··· Given data ···

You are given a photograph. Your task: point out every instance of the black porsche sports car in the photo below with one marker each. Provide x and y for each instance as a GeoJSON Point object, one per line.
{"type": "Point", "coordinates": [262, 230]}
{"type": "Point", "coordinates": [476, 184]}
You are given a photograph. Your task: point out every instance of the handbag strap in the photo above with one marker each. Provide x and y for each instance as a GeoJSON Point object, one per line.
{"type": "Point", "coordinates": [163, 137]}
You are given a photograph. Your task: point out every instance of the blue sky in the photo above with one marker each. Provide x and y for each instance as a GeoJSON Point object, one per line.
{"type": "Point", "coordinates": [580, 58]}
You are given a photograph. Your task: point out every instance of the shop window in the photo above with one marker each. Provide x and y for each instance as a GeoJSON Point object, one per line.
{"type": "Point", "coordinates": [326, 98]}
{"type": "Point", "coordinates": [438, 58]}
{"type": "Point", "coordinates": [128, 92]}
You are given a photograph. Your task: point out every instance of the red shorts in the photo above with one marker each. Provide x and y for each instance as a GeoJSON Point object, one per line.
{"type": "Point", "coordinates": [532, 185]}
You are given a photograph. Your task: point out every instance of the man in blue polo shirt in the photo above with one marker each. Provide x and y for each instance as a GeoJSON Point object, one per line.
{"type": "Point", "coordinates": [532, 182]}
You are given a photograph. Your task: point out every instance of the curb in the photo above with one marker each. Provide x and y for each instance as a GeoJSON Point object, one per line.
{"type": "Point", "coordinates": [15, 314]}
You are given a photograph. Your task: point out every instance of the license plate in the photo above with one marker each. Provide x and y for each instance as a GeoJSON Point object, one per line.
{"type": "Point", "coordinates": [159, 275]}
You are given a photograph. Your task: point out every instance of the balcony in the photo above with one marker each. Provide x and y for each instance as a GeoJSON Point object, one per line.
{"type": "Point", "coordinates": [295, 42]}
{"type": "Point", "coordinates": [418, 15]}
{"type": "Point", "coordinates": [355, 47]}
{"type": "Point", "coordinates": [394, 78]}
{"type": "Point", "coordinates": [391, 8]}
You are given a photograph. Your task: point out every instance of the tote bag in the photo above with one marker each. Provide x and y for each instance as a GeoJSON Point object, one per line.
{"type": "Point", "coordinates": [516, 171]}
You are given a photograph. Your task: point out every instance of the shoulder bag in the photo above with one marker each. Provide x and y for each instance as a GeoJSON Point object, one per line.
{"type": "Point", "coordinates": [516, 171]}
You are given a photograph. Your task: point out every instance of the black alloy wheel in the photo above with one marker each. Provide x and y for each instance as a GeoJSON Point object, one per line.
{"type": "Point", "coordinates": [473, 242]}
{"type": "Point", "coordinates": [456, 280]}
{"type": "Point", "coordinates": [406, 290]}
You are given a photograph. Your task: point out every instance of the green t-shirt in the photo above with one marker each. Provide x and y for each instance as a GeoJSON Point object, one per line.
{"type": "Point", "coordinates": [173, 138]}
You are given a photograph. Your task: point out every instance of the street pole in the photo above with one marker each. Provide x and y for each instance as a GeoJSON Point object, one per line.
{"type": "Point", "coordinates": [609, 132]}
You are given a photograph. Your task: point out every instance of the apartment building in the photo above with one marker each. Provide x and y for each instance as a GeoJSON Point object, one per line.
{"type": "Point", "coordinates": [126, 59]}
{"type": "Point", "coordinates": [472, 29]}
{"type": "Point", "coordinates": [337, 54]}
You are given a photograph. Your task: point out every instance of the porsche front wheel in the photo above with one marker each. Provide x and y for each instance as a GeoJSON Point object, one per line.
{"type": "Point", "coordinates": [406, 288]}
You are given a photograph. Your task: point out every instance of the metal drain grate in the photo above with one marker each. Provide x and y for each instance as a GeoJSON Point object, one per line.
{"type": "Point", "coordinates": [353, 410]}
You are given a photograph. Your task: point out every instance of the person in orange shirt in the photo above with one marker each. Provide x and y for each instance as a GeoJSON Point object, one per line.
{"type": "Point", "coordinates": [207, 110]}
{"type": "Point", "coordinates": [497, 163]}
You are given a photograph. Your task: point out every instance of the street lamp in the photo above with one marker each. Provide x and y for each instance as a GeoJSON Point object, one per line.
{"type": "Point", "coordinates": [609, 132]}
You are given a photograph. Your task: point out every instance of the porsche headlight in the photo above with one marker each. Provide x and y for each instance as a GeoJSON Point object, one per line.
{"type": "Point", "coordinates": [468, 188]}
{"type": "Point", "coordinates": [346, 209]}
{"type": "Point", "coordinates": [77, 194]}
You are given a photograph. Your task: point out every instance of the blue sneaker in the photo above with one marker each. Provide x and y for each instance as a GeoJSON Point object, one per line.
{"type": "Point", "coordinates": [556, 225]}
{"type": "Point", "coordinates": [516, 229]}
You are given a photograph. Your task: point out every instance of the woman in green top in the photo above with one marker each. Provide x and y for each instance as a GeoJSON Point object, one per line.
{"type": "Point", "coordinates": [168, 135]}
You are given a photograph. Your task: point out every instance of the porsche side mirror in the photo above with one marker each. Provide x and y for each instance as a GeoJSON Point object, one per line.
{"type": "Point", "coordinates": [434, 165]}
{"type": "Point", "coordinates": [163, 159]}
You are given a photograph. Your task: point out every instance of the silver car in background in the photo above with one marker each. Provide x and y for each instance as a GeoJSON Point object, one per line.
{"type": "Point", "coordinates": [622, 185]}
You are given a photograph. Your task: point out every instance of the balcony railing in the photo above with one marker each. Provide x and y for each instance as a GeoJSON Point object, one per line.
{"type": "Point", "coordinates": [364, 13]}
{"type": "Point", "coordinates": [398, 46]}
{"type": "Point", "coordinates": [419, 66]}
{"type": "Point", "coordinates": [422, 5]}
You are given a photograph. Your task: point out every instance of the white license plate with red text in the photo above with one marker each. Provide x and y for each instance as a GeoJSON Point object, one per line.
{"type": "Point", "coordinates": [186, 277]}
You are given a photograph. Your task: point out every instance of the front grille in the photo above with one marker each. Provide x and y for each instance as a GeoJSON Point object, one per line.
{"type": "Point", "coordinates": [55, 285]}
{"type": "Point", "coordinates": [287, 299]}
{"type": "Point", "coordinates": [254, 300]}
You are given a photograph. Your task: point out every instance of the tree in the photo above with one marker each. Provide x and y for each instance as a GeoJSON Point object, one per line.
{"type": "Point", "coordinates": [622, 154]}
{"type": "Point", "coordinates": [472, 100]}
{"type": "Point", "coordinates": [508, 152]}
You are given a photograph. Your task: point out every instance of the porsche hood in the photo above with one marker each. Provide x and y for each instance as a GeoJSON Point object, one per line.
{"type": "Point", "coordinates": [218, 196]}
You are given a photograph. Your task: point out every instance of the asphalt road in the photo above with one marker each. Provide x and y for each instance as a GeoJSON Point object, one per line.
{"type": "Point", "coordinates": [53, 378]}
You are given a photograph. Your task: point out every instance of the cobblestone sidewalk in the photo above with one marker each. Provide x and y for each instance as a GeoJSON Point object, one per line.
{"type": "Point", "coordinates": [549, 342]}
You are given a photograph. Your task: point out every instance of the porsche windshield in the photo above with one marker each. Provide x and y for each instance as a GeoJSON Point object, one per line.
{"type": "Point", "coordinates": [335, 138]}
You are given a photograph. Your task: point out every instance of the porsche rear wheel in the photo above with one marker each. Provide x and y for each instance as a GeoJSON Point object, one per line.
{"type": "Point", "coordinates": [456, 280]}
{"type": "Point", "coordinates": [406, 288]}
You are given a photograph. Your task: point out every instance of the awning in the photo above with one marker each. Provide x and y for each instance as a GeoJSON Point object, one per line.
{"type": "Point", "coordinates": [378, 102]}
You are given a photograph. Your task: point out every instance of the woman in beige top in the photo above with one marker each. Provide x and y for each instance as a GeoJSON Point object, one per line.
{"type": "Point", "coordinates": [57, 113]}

···

## [Task description]
Your task is to repeat the data exactly, with nothing left out.

## [Exercise response]
You are given a photograph. Your task: point out every instance of the black porsche sports car in the photo below with one marker each. Provide x and y for each instance as a GeoJSON Point object, one per line.
{"type": "Point", "coordinates": [262, 230]}
{"type": "Point", "coordinates": [476, 184]}
You are given a photograph. Your task: point out every instance of the handbag strap in the photo above with one marker each. Provide x and y for each instance as a GeoJSON Point object, one per line.
{"type": "Point", "coordinates": [163, 137]}
You are given a photograph. Your task: point out every instance of the blue sky in the photo above with one marker each. Provide x and y for each instance as a GeoJSON Point object, one per line.
{"type": "Point", "coordinates": [580, 58]}
You are given a photograph. Your task: point out every instance of the shop window in the photo above with one marker each. Provide x and y for each instance as a GeoJSON Point object, one per line.
{"type": "Point", "coordinates": [326, 98]}
{"type": "Point", "coordinates": [438, 58]}
{"type": "Point", "coordinates": [128, 92]}
You are given a photograph. Your task: point out every instance of the red shorts in the photo above with one marker each. Provide x and y for each instance as a GeoJSON Point object, one per line.
{"type": "Point", "coordinates": [532, 185]}
You are given a photograph. Your task: point out every instance of the man in blue polo shirt in the photo above with one marker each. Provide x and y for each instance as a GeoJSON Point object, one per line.
{"type": "Point", "coordinates": [532, 182]}
You are given a photograph. Your task: point out every instance of the curb in the photo above with one marker each. Provide x and y for each instance as a GeoJSON Point object, one per line.
{"type": "Point", "coordinates": [15, 314]}
You are given a photograph. Your task: point out every instance of the license plate in the photo above with one marker each. Provide x and y for each instance as a GeoJSON Point object, one per line.
{"type": "Point", "coordinates": [159, 275]}
You are given a photograph. Your task: point out every instance of the balcony in the photo above with one marker each. Provide x and y for each instance as a GeoJSON Point object, one per line.
{"type": "Point", "coordinates": [295, 42]}
{"type": "Point", "coordinates": [418, 15]}
{"type": "Point", "coordinates": [355, 47]}
{"type": "Point", "coordinates": [394, 78]}
{"type": "Point", "coordinates": [391, 8]}
You are given a photograph. Your task: point out every instance of the tote bag in the photo above with one marker each. Provide x and y for each instance as a GeoJSON Point object, one per line.
{"type": "Point", "coordinates": [516, 171]}
You are given a photograph. Your task: point out every instance of the shoulder bag in the photo above with one marker each. Provide x and y for each instance as a GeoJSON Point object, one per line.
{"type": "Point", "coordinates": [516, 171]}
You are given a photograph. Your task: point out every instance of the black alloy wheel in the photo above with one marker each. Provide x and y for each instance as a GeoJSON Point object, one per line.
{"type": "Point", "coordinates": [473, 242]}
{"type": "Point", "coordinates": [456, 280]}
{"type": "Point", "coordinates": [406, 290]}
You are given a photograph. Your task: point out every instance of the green t-shirt in the photo above with one marker each. Provide x and y for each instance as a GeoJSON Point object, one per line.
{"type": "Point", "coordinates": [173, 138]}
You are given a photograph. Your task: point out every instance of the street pole in the photo above with one marker each. Provide x and y for each instance as a GeoJSON Point object, one per line.
{"type": "Point", "coordinates": [609, 132]}
You are given a photograph. Your task: point out every instance of the apartment building in the photo above with one marker each. Provide x and y for each instance as a GeoJSON Point object, one per line.
{"type": "Point", "coordinates": [126, 59]}
{"type": "Point", "coordinates": [472, 29]}
{"type": "Point", "coordinates": [337, 54]}
You are given a photograph. Your task: point out every instance of the porsche front wheel in the photo above with one marker each. Provide x and y for each instance as a GeoJSON Point object, one per line.
{"type": "Point", "coordinates": [406, 288]}
You are given a photograph. Your task: point out every instance of the metal drain grate in the photo above with one marker each. Provide x and y for each instance as a GeoJSON Point object, one per line.
{"type": "Point", "coordinates": [353, 410]}
You are given a photograph. Your task: point out every instance of the person in orange shirt in the photo above with one marker each. Provide x and y for each instance as a GeoJSON Point object, one per line.
{"type": "Point", "coordinates": [207, 110]}
{"type": "Point", "coordinates": [497, 163]}
You are given a photograph. Your task: point out every instance of the street lamp in the photo above with one marker each. Provide x and y for each instance as a GeoJSON Point object, one per line.
{"type": "Point", "coordinates": [609, 132]}
You are given a photograph. Your task: point out every instance of the porsche headlight in the photo above with one marker each. Provide x and y for each instance as a GeoJSON Point object, one per line.
{"type": "Point", "coordinates": [468, 188]}
{"type": "Point", "coordinates": [346, 209]}
{"type": "Point", "coordinates": [77, 194]}
You are given a photograph. Your task: point out every instance of the blue sneaker in the photo above with one marker each. Provide x and y for each instance as a GeoJSON Point object, one per line.
{"type": "Point", "coordinates": [556, 225]}
{"type": "Point", "coordinates": [516, 229]}
You are given a photograph. Your task: point out every instance of the woman in green top in the photo above with one marker each. Provide x and y for each instance as a GeoJSON Point object, one per line.
{"type": "Point", "coordinates": [168, 135]}
You are given a photograph. Your task: point out every instance of the porsche side mirror in the photo above with one marker each. Provide x and y for each instance as a GeoJSON Point object, one per line.
{"type": "Point", "coordinates": [434, 165]}
{"type": "Point", "coordinates": [163, 159]}
You are given a photograph. Your task: point out every instance of the silver car in background in the photo above with one marker each. Provide x and y for each instance as a GeoJSON Point object, one per line.
{"type": "Point", "coordinates": [622, 185]}
You are given a photograph. Your task: point out every instance of the balcony railing in the photo above with one marker each. Provide x and y for each instance as a GeoJSON Point object, one per line.
{"type": "Point", "coordinates": [364, 13]}
{"type": "Point", "coordinates": [398, 46]}
{"type": "Point", "coordinates": [419, 66]}
{"type": "Point", "coordinates": [422, 5]}
You are given a photograph. Your task: point out every instance of the white license plate with red text in the photo above with one marker each. Provide x and y for each instance as a GeoJSON Point object, one per line.
{"type": "Point", "coordinates": [186, 277]}
You are given a photograph. Your task: point out every instance of the front grille in the photo above with one marker each. Provide x and y for each instance as a GeoJSON Point object, one per line.
{"type": "Point", "coordinates": [55, 285]}
{"type": "Point", "coordinates": [287, 299]}
{"type": "Point", "coordinates": [254, 300]}
You are given a photograph. Your task: point out every instance of the tree in the photo above with one marker each. Provide x and y for each instance as a GeoJSON Point object, one per line.
{"type": "Point", "coordinates": [622, 154]}
{"type": "Point", "coordinates": [472, 100]}
{"type": "Point", "coordinates": [508, 152]}
You are given a photograph. Your task: point out every instance of the porsche hood in the photo above with one marker each. Provide x and y for each instance as a GeoJSON Point object, one per line.
{"type": "Point", "coordinates": [218, 196]}
You are given a photograph. Your task: point out every instance of the asphalt road in the photo above with one marker each. Provide x and y for each instance as a GeoJSON Point object, one per line.
{"type": "Point", "coordinates": [53, 378]}
You are given a photograph. Your task: point out every instance of the cobblestone sidewalk in the photo above with one marker each. Provide x and y for each instance as a GeoJSON Point object, one per line.
{"type": "Point", "coordinates": [549, 342]}
You are given a photograph. Your task: point out every instance of the porsche windshield in the photo above with one marker each. Provide x and y for each instance as a GeoJSON Point object, one per line.
{"type": "Point", "coordinates": [335, 138]}
You are given a photograph. Your task: point out every instance of the porsche rear wheel in the photo above with one marker each. Provide x and y for each instance as a GeoJSON Point object, one per line.
{"type": "Point", "coordinates": [456, 280]}
{"type": "Point", "coordinates": [406, 288]}
You are given a photograph. Your task: point out every instance of the awning in the photo above with one marker each. Provide x and y for each instance as a GeoJSON Point object, one per line.
{"type": "Point", "coordinates": [378, 102]}
You are given a photograph. Your task: point out every instance of the woman in beige top in the photo above with one marker each. Provide x and y for each instance as a GeoJSON Point object, one per line.
{"type": "Point", "coordinates": [57, 113]}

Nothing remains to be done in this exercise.